Entries from a dataset
————

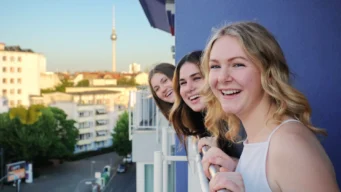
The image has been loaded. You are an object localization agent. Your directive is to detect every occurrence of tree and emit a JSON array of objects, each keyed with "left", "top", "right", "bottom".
[
  {"left": 0, "top": 105, "right": 78, "bottom": 162},
  {"left": 112, "top": 111, "right": 132, "bottom": 156},
  {"left": 117, "top": 77, "right": 137, "bottom": 86}
]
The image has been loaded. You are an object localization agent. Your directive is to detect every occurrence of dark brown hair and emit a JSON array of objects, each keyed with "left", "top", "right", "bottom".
[{"left": 148, "top": 63, "right": 175, "bottom": 120}]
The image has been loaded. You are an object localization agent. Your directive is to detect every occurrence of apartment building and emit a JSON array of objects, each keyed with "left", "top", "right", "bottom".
[
  {"left": 65, "top": 86, "right": 136, "bottom": 108},
  {"left": 50, "top": 101, "right": 113, "bottom": 153},
  {"left": 0, "top": 96, "right": 9, "bottom": 113},
  {"left": 39, "top": 72, "right": 62, "bottom": 89},
  {"left": 0, "top": 43, "right": 46, "bottom": 107}
]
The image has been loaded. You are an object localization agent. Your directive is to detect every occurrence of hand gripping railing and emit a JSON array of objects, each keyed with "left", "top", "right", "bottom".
[{"left": 202, "top": 145, "right": 230, "bottom": 192}]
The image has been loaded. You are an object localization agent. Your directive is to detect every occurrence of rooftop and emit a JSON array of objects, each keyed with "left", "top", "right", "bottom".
[
  {"left": 67, "top": 90, "right": 120, "bottom": 95},
  {"left": 4, "top": 45, "right": 34, "bottom": 53}
]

————

▶ _What is being asked_:
Extract every entry above, copying each line verbatim and leaving out the picture.

▶ _Result of this exercise_:
The image has been loaded. You are an object localization agent. Your directive is to detect every occurrence of tree and emit a JSON array of objects, each keyed with "left", "top", "right", "bottom".
[
  {"left": 0, "top": 105, "right": 78, "bottom": 162},
  {"left": 112, "top": 111, "right": 132, "bottom": 156},
  {"left": 117, "top": 77, "right": 137, "bottom": 86}
]
The image has been loaded. You are an object localization agent. Your directive is to detect every occurrence of dark brown hair and emit a JSON array of objects, each keyed with "left", "top", "right", "bottom".
[{"left": 148, "top": 63, "right": 175, "bottom": 120}]
The image has been loaded. You are an object localization agent. Your directive is to detect every occurrence of apartment building and emit a JSON array of objects, each keyed with "left", "top", "right", "bottom".
[
  {"left": 65, "top": 86, "right": 136, "bottom": 108},
  {"left": 50, "top": 101, "right": 113, "bottom": 153},
  {"left": 0, "top": 96, "right": 9, "bottom": 113},
  {"left": 39, "top": 72, "right": 62, "bottom": 89},
  {"left": 0, "top": 43, "right": 46, "bottom": 107}
]
The image has been loaded. You are an object localization agent. Your directive is to detect every occurrence of hand gripping railing and emit a JSON array of objects, each keyed with "left", "top", "right", "bottom".
[{"left": 202, "top": 145, "right": 230, "bottom": 192}]
The image has been loaded. You are an object localization agent. Your directive is to detect every occurrence of rooftop and emit a JSON array of objects, each keyed with "left", "top", "right", "bottom".
[
  {"left": 67, "top": 90, "right": 120, "bottom": 95},
  {"left": 4, "top": 45, "right": 34, "bottom": 53}
]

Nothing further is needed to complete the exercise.